» TASK DESCRIPTION
Copy each of the following records word for word.

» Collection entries

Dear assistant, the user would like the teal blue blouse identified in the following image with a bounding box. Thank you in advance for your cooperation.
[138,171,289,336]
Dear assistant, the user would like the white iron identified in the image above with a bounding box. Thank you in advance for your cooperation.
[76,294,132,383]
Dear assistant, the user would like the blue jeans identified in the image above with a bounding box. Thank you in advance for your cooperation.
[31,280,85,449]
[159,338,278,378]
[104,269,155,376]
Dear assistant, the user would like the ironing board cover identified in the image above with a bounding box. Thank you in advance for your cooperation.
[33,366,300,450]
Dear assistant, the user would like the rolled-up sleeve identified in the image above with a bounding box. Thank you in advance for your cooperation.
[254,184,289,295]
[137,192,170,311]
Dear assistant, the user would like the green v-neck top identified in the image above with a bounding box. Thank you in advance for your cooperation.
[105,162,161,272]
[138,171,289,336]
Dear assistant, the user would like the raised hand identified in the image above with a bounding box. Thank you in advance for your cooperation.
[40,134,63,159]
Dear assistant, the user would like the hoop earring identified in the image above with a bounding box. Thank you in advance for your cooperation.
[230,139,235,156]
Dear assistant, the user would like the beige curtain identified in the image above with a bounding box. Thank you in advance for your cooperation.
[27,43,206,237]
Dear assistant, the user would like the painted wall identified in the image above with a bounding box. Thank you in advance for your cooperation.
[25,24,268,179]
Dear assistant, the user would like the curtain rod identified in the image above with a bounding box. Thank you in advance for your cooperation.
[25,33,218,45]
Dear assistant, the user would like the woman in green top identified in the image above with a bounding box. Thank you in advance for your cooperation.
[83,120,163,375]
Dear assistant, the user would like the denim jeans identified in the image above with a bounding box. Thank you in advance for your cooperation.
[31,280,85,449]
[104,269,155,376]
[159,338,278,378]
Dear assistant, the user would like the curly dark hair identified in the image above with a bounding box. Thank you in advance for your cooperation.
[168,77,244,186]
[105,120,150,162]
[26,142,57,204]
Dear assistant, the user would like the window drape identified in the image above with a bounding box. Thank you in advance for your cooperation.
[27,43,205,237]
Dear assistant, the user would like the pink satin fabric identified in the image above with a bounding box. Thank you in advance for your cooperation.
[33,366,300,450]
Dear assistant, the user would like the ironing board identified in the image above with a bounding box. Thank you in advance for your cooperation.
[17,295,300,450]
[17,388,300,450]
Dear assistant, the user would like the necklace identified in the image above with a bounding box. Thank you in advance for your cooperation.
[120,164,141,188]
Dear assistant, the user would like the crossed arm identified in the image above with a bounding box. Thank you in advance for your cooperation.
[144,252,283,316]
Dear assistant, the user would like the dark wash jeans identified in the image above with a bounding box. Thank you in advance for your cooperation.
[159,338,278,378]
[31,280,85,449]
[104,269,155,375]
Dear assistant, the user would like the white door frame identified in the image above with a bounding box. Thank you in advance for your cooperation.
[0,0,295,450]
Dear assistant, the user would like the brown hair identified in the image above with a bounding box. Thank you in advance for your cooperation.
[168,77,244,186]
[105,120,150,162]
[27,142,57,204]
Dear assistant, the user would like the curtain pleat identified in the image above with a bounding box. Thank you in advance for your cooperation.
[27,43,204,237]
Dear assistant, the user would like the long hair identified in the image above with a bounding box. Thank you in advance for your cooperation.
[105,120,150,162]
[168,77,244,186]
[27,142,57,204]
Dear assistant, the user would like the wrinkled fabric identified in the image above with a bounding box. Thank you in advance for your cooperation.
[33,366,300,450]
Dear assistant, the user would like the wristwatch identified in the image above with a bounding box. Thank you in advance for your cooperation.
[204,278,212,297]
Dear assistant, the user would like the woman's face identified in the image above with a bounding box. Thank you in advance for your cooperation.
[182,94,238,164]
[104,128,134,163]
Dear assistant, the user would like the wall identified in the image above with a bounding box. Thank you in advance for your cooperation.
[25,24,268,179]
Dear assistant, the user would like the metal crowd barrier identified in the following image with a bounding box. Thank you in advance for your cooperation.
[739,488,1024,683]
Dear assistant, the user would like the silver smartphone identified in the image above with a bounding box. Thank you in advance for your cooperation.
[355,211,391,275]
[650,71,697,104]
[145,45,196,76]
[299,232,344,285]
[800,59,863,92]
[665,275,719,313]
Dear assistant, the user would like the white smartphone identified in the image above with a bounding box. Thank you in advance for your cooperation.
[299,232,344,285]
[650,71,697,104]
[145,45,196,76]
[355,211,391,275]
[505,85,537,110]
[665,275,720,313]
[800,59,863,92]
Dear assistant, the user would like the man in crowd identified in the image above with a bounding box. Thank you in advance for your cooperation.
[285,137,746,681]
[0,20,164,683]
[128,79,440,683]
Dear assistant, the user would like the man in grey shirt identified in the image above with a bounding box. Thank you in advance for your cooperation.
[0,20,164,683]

» RESULT FOR THIS EXERCISE
Dear assistant, the user would like the teal blue blouse identified in the following image with a bounding box. Thank you in advance for your cooperation.
[138,171,289,336]
Dear assistant, the user would like the white iron identified in the image above with a bounding box. Thank you in advance for your cooperation.
[76,294,132,383]
Dear assistant, the user would like the blue jeans identified in the image above with a bounding box. Thank you in advance for your cooperation.
[31,280,85,449]
[159,338,278,378]
[104,269,155,376]
Dear assistant, the user would like the ironing board cover identified in the image above with a bounding box. Thank you in advance for your cooperation.
[33,366,300,450]
Dear assistant, the user would like the rolled-up sleeve identified in the image above with a bounding box. Thank you in advance for your cooperation.
[254,184,289,295]
[137,192,170,311]
Dear assistant, the user would like the green v-neck top identified in the image above with a bounding box. Thank you in advance for your cooperation.
[105,162,161,272]
[138,171,289,336]
Dear assistant, the user would like the raised hand identified in the image above with a bounding box. Thank you in advance for your cooperation.
[40,134,63,159]
Dear assistant, the user would like the hoop earring identified in the image above with a bounding box. Thank you in advance for your cooperation.
[230,139,235,156]
Dear assistant, the user would like the beige curtain identified in the image above with a bounding box. Thank you in advance for your cooperation.
[27,43,206,237]
Dear assistant, the user would like the painted wall identified in the image above with a bounding box. Thank you in advance for your cooperation.
[25,24,268,179]
Dear assistant, the user would like the curtain rod identified in the image above with a bounding box. Thank you in advance for your cooperation.
[25,33,218,45]
Dear assistant, the user would like the woman in green top identified in the image above with a bounding box. Thank you in advance for your cooperation.
[83,120,163,375]
Dear assistant, the user would like the denim jeans identified in the image above with a bounding box. Thank you in advance for your cooperation.
[31,280,85,449]
[104,269,155,376]
[159,338,278,378]
Dear assistant, the user would like the curly dark hair identified in the image above with a bounding box. Thank you in advance for your cooperation.
[168,77,244,186]
[105,120,150,162]
[26,142,57,204]
Dear assistant, the user would like the window drape identified in the image above with a bounding box. Thank you in advance for your cooperation.
[27,43,205,237]
Dear assistant, the user would like the pink satin fabric identified in the image above with a bounding box. Thank you in advance for your cooperation.
[33,366,300,450]
Dear assistant, the user would like the ironing board identified in the image above with a bounding box. Thank you in advance for your cooperation.
[17,295,300,450]
[17,388,300,450]
Dear assistant, the user would like the necklace identified in the image above with a bounding box. Thank you in advance for your cooperation.
[120,164,141,188]
Dear assistant, the user would like the crossed arm identified in the image above with a bounding box. Thank you in advance for your cooperation.
[144,252,283,316]
Dear assistant, the user would like the dark wash jeans identified in the image above with a bounding box. Thank you in advance for your cooperation.
[159,338,278,378]
[31,280,85,449]
[104,269,155,375]
Dear assistant, the user would like the white door frame identified in the image above with a bounding box. Thank you in advance for your cooperation.
[0,0,295,450]
Dear assistant, the user would like the brown hair identified in the image above with a bounding box. Thank you in advance for your cooperation.
[168,77,244,186]
[105,120,150,162]
[27,142,57,204]
Dear assistant, the user would like the curtain pleat identified in the image above with a bounding box. Thank you in advance for your cooperation.
[27,43,204,237]
Dear assistant, the user would like the long hair identified in the image above with a bounding box. Thank you in advance for your cooperation.
[105,120,150,162]
[168,77,244,186]
[27,142,57,204]
Dear assistant, the user would like the wrinkled fabric identified in the image above with a bounding box. Thank you in advance for your cooperation.
[33,366,300,450]
Dear assistant, the user would like the wristwatch identified in the image above with a bounding box. Thank you in advance for your cooperation.
[204,278,212,297]
Dear assistant, the user would like the woman's face identified in the image above with a bounding box. Thank you in advance for your cooperation.
[182,94,238,164]
[104,128,134,163]
Dear assistant, the user would like the wall identified in the image above with a bounding box. Thank you in advance for your cooperation.
[25,24,268,179]
Dear assistant, the user would like the metal crowd barrier identified in the following image with a bounding box. Thank you in advance for your cooperation.
[739,488,1024,683]
Dear assistant, the user would like the silver smartphone identified in the image above with a bounding box. Thank you in advance for your cooperation.
[355,211,391,275]
[650,71,697,104]
[145,45,196,76]
[299,232,344,285]
[800,59,863,92]
[665,275,719,313]
Dear assistant, the user would like the white smartphone identified in the image above with a bounding box. Thank you in advance for your cooperation.
[299,232,344,285]
[650,71,697,104]
[145,45,196,76]
[355,211,391,275]
[505,85,537,110]
[665,275,720,313]
[800,59,863,92]
Dear assistant, the user would like the man in crowd identified in the image above with a bounding box. Thank you in advance for your cooperation.
[285,137,746,681]
[0,20,164,683]
[128,79,440,683]
Dear assistant, the user would like the man in grey shirt identified in the image above with a bounding box. Thank you in advance for your cooperation.
[0,20,164,683]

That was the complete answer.